- [Assignment] Give back all of the data exactly as written.

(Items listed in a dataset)
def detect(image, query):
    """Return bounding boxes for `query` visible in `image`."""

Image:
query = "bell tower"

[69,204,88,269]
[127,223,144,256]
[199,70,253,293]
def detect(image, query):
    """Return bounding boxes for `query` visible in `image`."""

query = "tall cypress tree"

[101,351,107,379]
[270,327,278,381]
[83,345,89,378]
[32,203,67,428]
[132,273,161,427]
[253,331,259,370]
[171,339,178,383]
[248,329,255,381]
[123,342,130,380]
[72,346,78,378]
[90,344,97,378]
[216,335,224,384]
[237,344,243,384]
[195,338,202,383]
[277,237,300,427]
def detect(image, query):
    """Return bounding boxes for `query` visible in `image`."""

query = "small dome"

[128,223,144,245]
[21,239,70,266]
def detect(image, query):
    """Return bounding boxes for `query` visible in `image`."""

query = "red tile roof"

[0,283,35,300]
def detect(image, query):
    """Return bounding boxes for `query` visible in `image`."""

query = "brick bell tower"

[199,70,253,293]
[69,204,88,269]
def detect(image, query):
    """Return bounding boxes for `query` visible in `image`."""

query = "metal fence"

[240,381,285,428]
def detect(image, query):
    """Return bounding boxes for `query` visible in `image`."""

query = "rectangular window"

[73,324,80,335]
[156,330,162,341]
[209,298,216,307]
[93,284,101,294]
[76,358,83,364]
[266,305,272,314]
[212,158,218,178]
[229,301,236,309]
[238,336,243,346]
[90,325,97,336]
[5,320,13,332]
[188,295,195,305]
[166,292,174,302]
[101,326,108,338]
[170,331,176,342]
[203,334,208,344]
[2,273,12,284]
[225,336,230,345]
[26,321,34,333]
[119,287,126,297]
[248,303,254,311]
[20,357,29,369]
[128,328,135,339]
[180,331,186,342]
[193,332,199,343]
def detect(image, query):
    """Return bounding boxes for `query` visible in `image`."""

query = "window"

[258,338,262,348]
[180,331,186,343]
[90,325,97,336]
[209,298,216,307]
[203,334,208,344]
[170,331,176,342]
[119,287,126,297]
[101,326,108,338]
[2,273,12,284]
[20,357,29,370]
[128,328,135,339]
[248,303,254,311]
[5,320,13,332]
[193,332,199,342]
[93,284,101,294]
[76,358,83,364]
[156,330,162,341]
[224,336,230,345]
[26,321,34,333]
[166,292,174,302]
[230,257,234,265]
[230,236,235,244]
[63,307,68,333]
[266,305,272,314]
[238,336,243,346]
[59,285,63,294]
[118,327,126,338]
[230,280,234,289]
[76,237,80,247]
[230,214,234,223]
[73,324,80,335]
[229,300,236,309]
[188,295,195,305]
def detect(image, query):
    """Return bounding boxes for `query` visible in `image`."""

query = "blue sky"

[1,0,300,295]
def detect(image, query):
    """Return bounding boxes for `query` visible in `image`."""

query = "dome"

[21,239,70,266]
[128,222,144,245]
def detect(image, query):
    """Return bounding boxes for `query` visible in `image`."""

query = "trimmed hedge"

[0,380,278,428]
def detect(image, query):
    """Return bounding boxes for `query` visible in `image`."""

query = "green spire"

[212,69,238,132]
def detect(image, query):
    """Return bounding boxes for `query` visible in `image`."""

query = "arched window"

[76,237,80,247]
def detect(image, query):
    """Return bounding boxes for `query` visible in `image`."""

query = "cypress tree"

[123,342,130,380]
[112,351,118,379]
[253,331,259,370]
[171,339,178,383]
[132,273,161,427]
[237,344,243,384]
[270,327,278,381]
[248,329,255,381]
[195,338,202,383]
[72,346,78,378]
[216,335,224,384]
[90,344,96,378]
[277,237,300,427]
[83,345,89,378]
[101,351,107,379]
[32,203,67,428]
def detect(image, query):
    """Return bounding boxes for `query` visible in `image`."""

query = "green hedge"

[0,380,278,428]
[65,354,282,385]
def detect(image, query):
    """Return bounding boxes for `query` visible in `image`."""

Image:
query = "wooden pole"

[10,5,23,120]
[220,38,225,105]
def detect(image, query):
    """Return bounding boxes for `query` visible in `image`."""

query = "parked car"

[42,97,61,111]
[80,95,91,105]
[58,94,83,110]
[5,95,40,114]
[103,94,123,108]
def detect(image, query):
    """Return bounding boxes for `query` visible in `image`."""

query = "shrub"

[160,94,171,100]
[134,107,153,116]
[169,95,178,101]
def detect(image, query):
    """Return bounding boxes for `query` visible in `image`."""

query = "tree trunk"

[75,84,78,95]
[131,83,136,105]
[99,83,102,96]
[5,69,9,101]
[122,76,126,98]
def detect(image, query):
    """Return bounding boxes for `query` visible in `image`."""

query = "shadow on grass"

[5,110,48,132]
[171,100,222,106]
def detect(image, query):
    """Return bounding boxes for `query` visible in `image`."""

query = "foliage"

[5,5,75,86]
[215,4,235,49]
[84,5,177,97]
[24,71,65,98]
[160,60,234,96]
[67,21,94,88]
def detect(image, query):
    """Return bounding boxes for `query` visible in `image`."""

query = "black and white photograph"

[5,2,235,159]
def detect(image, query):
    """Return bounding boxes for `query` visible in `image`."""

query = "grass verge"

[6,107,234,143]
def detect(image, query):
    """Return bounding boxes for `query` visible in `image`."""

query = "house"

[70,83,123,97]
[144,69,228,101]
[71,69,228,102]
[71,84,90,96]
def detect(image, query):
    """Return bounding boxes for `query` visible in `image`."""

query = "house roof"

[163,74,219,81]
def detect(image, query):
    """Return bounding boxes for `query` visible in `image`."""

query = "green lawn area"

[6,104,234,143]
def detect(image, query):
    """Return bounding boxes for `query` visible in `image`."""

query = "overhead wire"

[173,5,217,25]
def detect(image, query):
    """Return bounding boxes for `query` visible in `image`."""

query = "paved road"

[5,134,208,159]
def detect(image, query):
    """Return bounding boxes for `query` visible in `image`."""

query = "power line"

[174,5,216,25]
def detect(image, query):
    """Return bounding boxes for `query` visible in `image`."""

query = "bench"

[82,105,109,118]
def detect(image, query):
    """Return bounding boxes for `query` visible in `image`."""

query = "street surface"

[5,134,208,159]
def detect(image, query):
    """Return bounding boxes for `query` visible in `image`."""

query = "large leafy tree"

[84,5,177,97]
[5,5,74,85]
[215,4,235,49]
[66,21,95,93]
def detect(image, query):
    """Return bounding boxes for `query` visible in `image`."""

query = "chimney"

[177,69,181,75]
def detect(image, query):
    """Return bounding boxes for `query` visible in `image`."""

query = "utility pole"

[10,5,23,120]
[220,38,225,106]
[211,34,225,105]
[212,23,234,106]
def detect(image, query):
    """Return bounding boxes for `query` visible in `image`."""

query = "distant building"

- [Response]
def detect(image, query):
    """Return bounding boxes for `query` visible in `image`."""

Image:
query = "bell tower"

[69,204,88,269]
[127,223,144,256]
[199,70,253,293]
def detect(image, query):
    """Return bounding boxes for `query` visible in `image`."""

query = "tall cypress tree"

[101,351,107,379]
[270,327,278,381]
[83,345,89,378]
[32,203,67,428]
[132,273,161,427]
[253,331,259,370]
[171,339,178,383]
[248,329,255,381]
[123,342,130,380]
[72,346,78,378]
[90,344,97,378]
[216,335,224,384]
[237,344,243,384]
[195,338,202,383]
[277,237,300,427]
def detect(image, query):
    """Return bounding boxes for `query` visible in `image`."""

query = "small dome"

[128,223,144,245]
[21,239,70,266]
def detect(image, query):
    """Return bounding boxes for `query` visible in `image`."""

query = "red tile roof"

[0,283,35,300]
def detect(image, query):
    """Return bounding boxes for `query` visible in `image`."""

query = "brick bell tower"

[199,70,253,293]
[69,204,88,269]
def detect(image, query):
    """Return bounding boxes for `query` visible in `image`."""

query = "metal fence"

[240,381,285,428]
def detect(image, query):
    """Return bounding boxes for `query` visible in `image`."""

query = "rectangular window"

[73,324,80,335]
[156,330,162,341]
[209,298,216,307]
[93,284,101,294]
[76,358,83,364]
[266,305,272,314]
[212,158,218,178]
[229,301,236,309]
[238,336,243,346]
[90,325,97,336]
[5,320,13,332]
[188,295,195,305]
[166,292,174,302]
[101,326,108,338]
[170,331,176,342]
[203,334,208,344]
[2,273,12,284]
[225,336,230,345]
[26,321,34,333]
[119,287,126,297]
[248,303,254,311]
[20,357,29,369]
[128,328,135,339]
[180,331,186,342]
[193,332,199,343]
def detect(image, query):
    """Return bounding boxes for `query` visible in `image`."""

query = "window"

[258,338,262,348]
[180,331,186,343]
[90,325,97,336]
[209,298,216,307]
[203,334,208,344]
[170,331,176,342]
[119,287,126,297]
[101,326,108,338]
[2,273,12,284]
[20,357,29,370]
[128,328,135,339]
[248,303,254,311]
[5,320,13,332]
[193,332,199,342]
[93,284,101,294]
[76,358,83,364]
[156,330,162,341]
[224,336,230,345]
[26,321,34,333]
[166,292,174,302]
[230,257,234,265]
[230,236,235,244]
[63,307,68,333]
[266,305,272,314]
[238,336,243,346]
[59,285,63,294]
[118,327,126,338]
[230,280,234,289]
[76,237,80,247]
[230,214,234,223]
[73,324,80,335]
[229,300,236,309]
[188,295,195,305]
def detect(image, query):
    """Return bounding boxes for `query` visible in `image`."""

query = "blue sky"

[1,0,300,295]
def detect(image, query):
    """Return bounding boxes for `query` visible in `image`."""

query = "dome"

[21,239,70,266]
[128,222,144,245]
def detect(image, query):
    """Return bounding boxes for `query` visible in `image`."""

query = "trimmed hedge"

[0,380,278,428]
def detect(image, query):
    """Return bounding boxes for `query` visible in `image`."""

query = "green spire"

[212,69,238,132]
def detect(image, query):
    """Return bounding boxes for `query` visible in `image`."""

query = "arched window"

[76,237,80,247]
def detect(image, query):
    """Return bounding boxes for `query` visible in `image`."""

query = "cypress tree"

[123,342,130,380]
[112,351,118,379]
[253,331,259,370]
[171,339,178,383]
[132,273,161,427]
[237,344,243,384]
[270,327,278,381]
[248,329,255,381]
[195,338,202,383]
[72,346,78,378]
[216,335,224,384]
[90,344,96,378]
[277,237,300,427]
[83,345,89,378]
[101,351,107,379]
[32,203,67,428]
def detect(image, query):
    """Return bounding boxes for `query` visible in `image`."""

query = "green hedge"

[0,380,278,428]
[65,354,282,385]
def detect(image, query):
    """Return bounding boxes for `query` visible in `image`."""

Image:
query = "wooden pole"

[10,5,23,120]
[220,38,225,105]
def detect(image, query):
    """Return bounding boxes for `query` visible in `image`."""

query = "parked car"

[42,97,61,111]
[80,95,91,105]
[58,94,83,110]
[5,95,40,114]
[103,94,123,108]
def detect(image, query):
    """Return bounding boxes for `query` visible in `image`."""

query = "shrub"

[160,94,171,100]
[134,107,153,116]
[169,95,178,101]
def detect(image, query):
    """Return bounding boxes for `query` visible in `image`."""

query = "tree trunk"

[75,84,78,95]
[131,83,136,105]
[99,83,102,96]
[5,69,9,101]
[122,76,126,98]
def detect(image, query):
    """Return bounding boxes for `query` visible in `image`."""

query = "shadow on grass"

[5,110,48,132]
[171,100,222,106]
def detect(image, query):
    """Return bounding boxes for `query` visible in `image`."""

query = "foliage"

[5,5,75,86]
[215,4,235,49]
[84,5,177,97]
[24,71,65,98]
[160,60,234,96]
[67,21,94,88]
def detect(image, query):
    """Return bounding boxes for `query` visible in `image`."""

query = "black and white photograph"

[5,2,235,159]
def detect(image, query):
    """Return bounding boxes for `query` visible in `image`."""

query = "grass verge"

[6,107,234,143]
def detect(image, query):
    """Return bounding boxes for `query` visible in `image`."""

query = "house"

[70,83,123,97]
[144,69,228,101]
[71,69,228,102]
[71,84,90,96]
def detect(image, query):
    """Return bounding boxes for `query` visible in `image`."""

query = "house roof"

[163,74,219,81]
def detect(image, query):
    """Return bounding boxes for `query` visible in `image`."""

query = "green lawn area"

[6,104,234,143]
def detect(image, query):
    """Return bounding boxes for `query` visible in `image`."""

query = "overhead wire"

[173,5,217,25]
def detect(image, query):
    """Return bounding boxes for `query` visible in `image`."""

query = "paved road"

[5,134,208,159]
def detect(image, query):
    """Return bounding boxes for `query` visible in `image`."""

query = "power line"

[174,5,216,25]
def detect(image, query):
    """Return bounding boxes for `query` visible in `image`."""

query = "bench"

[82,105,109,118]
def detect(image, query):
    """Return bounding boxes for `query` visible in `image`."""

query = "street surface"

[5,134,208,159]
def detect(image, query):
    """Return bounding boxes for `query` visible in `image`."""

query = "large leafy tree"

[84,5,177,97]
[5,5,74,85]
[215,4,235,49]
[66,21,95,93]
def detect(image, query):
    """Return bounding boxes for `query` visible in `image`."""

query = "chimney"

[177,69,181,75]
def detect(image, query):
    """Return bounding boxes for `query` visible in `image`."""

query = "utility pole"

[10,5,23,120]
[220,38,225,106]
[211,34,225,105]
[212,23,234,106]
def detect(image, query):
    """Return bounding boxes for `query` visible in `image`."""

query = "distant building"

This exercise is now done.